**Challenge:** Transcribe the lines below verbatim, skipping the images.

Items listed in a dataset
▬▬▬▬▬▬▬▬▬▬
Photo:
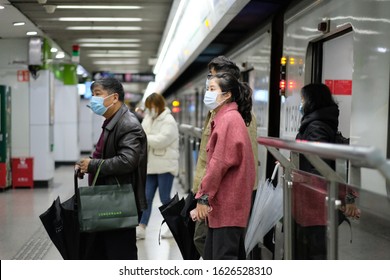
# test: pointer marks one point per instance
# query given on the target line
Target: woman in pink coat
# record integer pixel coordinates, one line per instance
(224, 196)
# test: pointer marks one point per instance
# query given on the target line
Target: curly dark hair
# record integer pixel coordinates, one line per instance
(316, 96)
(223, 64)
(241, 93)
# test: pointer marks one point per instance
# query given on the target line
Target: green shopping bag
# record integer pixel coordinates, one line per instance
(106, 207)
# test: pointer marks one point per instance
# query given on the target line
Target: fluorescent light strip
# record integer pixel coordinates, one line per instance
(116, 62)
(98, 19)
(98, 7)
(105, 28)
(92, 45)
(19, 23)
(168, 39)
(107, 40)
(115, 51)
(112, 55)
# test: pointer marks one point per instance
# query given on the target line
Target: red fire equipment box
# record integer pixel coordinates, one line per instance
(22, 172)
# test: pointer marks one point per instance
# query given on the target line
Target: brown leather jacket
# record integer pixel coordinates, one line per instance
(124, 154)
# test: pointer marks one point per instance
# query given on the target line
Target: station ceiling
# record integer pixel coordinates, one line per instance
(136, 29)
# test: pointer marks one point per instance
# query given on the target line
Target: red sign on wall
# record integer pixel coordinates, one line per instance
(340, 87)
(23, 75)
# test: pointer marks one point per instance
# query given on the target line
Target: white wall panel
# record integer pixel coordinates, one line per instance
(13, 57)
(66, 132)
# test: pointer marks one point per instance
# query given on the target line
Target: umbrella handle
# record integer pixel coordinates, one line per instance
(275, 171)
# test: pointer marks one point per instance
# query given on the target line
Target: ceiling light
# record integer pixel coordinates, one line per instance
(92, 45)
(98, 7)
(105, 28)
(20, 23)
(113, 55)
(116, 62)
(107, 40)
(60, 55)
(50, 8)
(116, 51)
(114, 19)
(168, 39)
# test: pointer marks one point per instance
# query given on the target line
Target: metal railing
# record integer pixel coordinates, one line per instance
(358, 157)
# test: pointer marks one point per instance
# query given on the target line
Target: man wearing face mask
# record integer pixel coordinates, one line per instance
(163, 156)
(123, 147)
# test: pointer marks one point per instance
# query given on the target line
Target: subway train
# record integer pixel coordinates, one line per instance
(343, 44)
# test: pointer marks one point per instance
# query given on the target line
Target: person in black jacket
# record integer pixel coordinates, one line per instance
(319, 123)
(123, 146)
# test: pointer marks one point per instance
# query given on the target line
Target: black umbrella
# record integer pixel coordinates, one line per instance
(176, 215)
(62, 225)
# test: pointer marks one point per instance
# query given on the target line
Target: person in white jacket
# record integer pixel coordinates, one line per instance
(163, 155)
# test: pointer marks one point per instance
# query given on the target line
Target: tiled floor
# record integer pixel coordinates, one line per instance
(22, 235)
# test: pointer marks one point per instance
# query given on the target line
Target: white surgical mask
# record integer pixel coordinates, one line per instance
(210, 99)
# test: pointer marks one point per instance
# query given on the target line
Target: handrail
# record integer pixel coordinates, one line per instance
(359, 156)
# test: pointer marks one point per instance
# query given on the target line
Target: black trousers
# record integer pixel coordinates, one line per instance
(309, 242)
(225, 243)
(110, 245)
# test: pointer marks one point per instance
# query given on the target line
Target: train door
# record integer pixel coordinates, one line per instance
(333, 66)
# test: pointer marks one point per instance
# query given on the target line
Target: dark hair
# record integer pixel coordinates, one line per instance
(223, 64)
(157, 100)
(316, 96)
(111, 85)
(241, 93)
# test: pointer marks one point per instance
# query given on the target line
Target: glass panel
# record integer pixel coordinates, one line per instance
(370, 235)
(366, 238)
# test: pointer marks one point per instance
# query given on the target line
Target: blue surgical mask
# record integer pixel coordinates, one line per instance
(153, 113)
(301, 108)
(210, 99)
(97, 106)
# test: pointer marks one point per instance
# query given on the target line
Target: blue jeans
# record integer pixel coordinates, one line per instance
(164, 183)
▬▬▬▬▬▬▬▬▬▬
**Exercise result:**
Photo:
# test: pointer marks one point per instance
# query given on the target line
Target: woman in pink coat
# record integer pixel coordinates, one line per instance
(224, 196)
# test: pointer marks one point per instance
# query given on the target line
Target: curly dark hair
# record integer pixel coordinates, one line per instance
(316, 96)
(223, 64)
(241, 93)
# test: pointer marks one point per instance
# query given on the target line
Target: green shopping bag
# record integer pixel coordinates, one line per instance
(106, 207)
# test: pointer marks one point per instance
# query given on the target line
Target: fluorescent light strip
# record integer pixel coordinates, one line per instance
(116, 62)
(98, 19)
(98, 7)
(105, 28)
(92, 45)
(19, 23)
(168, 39)
(107, 40)
(115, 51)
(112, 55)
# test: pointer marks one point per instance
# query given on the target line
Target: red fire equipment box
# record integer pixel coordinates, one line per instance
(22, 172)
# test: pointer marks one point per instance
# query given on the target line
Target: brown leather jacket
# record integer pixel coordinates, one line per instance
(124, 154)
# test: pointer marks one point per instance
# query given on the target line
Target: station ceiling
# record integer pixel coordinates, one line per instance
(136, 29)
# test: pointer marks one point per instance
# query given on the target line
Target: red sign on wall
# record integer pixel coordinates, one line per instance
(340, 87)
(23, 75)
# test: pointer marks one point per instance
# query given on the target line
Target: white wall panel
# record integer pixel coordinates, one line per instance
(13, 57)
(66, 132)
# test: pointer marks one point per instance
# query given on the target line
Target: umbrella handle
# record integer pixel coordinates, one line per instance
(275, 171)
# test: pointer marks one point per instance
# query given on the target line
Target: ceiling light
# record integer pixel coordinates, one line per instance
(92, 45)
(98, 7)
(105, 28)
(20, 23)
(113, 55)
(116, 62)
(107, 40)
(60, 55)
(50, 8)
(116, 51)
(114, 19)
(168, 39)
# test: pointer marks one point per instance
# query given on the target line
Target: metal railing
# record integer pixel coordinates, one line per instance
(358, 157)
# test: pointer marks one point per instance
# query given on the target line
Target: man wearing face mask
# record integer pixel coordinates, one line per instance
(163, 156)
(123, 147)
# test: pointer marks one point per instance
# query given on the target line
Target: subway train
# record integer pixel coordinates, one line per instance
(343, 44)
# test: pointer marks one point per instance
# query given on the target line
Target: person in black jacket
# record integer pixel coordinates, one line per instance
(319, 123)
(123, 146)
# test: pointer marks one point per instance
# query given on the target line
Target: black umbrella
# record integer pixel coordinates, one line per instance
(176, 215)
(62, 225)
# test: pointer marks one point per instance
# query given on the target line
Target: person in white jacket
# record integer pixel coordinates, one line per instance
(163, 155)
# test: pointer marks one point per instance
# query given on the target line
Target: tiled floor
# record integer pixel coordinates, one line per instance
(22, 235)
# test: pointer marks one point per instance
# query given on the target line
Target: white surgical mask
# record integer pixel coordinates, one line per instance
(210, 99)
# test: pointer marks one point per instance
# query given on the target line
Target: handrail
# record integer pixel coordinates, one line per instance
(359, 156)
# test: pointer marks one point per instance
# query given on the target line
Target: black trousers
# record integer pixel coordinates, one line per instance
(309, 242)
(225, 243)
(110, 245)
# test: pointer marks one point per instance
# query given on the target line
Target: train door
# record integer pixel coordinates, one line per instance
(333, 66)
# test: pointer marks one point per instance
# query given on the target line
Target: dark hair
# record integer pixel coordinates, one line per instance
(223, 64)
(157, 100)
(316, 96)
(111, 85)
(241, 93)
# test: pointer marks one point per instance
# query given on the target line
Target: glass panel
# record integer pixel coordinates, one line per instance
(370, 235)
(366, 238)
# test: pointer marks one point per instance
# query given on the target line
Target: blue surgical mask
# record integer pixel coordinates, one line per instance
(153, 113)
(301, 108)
(210, 99)
(97, 106)
# test: pointer marks one point per instance
# query given on the target line
Target: blue jeans
# record integer pixel coordinates, one line per instance
(164, 183)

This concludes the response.